# OBJECTIVE:
Please state how many lines of the listing contain the string "flower", matching case exactly. Reply with the number alone.

# Entries on locating named things:
************

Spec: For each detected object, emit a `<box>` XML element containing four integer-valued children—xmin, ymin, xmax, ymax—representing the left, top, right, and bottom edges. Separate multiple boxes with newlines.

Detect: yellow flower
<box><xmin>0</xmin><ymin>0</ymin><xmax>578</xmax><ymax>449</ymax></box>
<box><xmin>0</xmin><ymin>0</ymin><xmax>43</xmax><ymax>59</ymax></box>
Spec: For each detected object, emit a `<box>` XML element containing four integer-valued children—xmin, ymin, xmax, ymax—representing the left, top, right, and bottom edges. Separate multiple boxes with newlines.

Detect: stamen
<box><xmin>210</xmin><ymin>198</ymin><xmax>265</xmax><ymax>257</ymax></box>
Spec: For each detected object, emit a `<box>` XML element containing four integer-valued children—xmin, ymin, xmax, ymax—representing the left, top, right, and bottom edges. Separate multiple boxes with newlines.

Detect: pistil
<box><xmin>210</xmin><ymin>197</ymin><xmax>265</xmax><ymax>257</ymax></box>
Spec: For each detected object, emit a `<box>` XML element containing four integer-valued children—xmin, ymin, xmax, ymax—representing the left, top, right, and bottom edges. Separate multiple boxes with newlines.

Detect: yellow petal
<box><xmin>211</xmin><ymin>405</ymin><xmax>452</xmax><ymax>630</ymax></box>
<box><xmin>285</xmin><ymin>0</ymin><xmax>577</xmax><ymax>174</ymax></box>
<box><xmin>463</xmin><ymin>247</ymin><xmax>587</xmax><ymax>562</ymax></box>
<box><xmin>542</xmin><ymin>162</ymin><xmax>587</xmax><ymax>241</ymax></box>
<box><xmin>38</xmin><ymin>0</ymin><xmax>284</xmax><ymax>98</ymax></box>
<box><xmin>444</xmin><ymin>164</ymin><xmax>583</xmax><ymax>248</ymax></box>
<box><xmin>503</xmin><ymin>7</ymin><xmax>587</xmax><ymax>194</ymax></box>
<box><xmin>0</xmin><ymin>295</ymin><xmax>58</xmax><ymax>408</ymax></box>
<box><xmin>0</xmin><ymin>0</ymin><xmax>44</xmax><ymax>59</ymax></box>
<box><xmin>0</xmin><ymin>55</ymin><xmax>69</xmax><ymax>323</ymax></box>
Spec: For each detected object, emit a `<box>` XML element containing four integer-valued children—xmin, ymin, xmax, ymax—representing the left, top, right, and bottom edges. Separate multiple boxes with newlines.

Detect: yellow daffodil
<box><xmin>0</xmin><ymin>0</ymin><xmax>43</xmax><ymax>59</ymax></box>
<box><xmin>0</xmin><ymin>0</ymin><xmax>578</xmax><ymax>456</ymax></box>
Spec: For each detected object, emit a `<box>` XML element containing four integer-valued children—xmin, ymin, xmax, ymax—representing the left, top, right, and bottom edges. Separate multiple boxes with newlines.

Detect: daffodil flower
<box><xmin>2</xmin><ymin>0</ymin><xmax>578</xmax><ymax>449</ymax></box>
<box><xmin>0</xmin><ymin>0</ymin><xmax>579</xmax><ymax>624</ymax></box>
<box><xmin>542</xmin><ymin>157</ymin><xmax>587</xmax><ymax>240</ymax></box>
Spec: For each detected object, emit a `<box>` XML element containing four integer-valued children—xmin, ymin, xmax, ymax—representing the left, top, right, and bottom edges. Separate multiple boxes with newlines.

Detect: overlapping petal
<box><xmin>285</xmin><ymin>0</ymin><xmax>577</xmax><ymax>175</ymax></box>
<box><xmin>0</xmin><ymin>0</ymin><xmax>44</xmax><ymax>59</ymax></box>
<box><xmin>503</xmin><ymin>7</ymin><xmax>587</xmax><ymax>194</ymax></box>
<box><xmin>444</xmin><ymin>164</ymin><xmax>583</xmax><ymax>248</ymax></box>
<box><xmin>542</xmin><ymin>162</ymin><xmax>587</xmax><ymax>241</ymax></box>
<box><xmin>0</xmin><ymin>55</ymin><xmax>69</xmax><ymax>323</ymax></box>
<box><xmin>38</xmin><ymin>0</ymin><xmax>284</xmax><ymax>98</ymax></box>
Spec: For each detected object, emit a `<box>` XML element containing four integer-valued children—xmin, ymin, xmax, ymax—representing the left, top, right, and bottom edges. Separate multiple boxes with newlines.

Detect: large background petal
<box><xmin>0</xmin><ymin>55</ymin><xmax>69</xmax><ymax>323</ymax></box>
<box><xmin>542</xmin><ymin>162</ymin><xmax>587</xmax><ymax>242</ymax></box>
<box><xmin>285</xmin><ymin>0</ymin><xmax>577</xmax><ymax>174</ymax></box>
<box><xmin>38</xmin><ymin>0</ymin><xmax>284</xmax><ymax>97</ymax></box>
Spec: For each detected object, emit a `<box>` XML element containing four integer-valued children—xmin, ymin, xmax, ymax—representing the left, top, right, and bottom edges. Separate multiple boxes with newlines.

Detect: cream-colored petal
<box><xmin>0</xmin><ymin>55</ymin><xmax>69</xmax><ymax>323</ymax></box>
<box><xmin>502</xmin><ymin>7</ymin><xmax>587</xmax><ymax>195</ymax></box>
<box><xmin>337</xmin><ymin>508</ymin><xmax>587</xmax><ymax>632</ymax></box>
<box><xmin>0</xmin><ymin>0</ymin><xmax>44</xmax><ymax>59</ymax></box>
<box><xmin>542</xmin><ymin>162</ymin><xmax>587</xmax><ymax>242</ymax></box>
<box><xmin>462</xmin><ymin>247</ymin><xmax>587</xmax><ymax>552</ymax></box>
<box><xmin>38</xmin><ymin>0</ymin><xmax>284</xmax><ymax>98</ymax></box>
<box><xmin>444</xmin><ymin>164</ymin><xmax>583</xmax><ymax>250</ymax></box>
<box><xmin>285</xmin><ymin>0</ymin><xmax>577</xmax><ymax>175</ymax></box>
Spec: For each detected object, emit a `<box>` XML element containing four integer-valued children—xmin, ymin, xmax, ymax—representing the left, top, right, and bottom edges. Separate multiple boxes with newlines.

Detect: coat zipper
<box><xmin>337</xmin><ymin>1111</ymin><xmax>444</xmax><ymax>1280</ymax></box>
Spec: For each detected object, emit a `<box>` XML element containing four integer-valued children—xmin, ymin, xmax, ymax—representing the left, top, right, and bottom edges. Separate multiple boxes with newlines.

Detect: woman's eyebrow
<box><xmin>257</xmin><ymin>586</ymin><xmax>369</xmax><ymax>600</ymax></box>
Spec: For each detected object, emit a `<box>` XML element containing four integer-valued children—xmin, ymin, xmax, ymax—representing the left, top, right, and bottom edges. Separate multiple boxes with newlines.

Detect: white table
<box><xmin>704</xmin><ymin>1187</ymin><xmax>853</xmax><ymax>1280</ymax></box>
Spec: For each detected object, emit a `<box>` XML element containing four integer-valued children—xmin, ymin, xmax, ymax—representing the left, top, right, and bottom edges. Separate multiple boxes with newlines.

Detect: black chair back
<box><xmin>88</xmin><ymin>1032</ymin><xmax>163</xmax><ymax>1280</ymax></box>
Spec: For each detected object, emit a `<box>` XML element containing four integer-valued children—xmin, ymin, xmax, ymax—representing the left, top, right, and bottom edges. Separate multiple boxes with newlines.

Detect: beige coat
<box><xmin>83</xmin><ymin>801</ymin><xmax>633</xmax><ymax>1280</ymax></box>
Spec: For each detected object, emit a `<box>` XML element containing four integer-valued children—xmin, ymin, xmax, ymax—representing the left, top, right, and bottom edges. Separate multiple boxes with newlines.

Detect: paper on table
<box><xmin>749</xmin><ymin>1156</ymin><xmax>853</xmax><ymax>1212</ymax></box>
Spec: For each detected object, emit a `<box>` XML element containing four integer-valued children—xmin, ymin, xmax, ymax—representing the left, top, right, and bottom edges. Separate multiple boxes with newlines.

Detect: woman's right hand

************

# WRITTEN RESPONSE:
2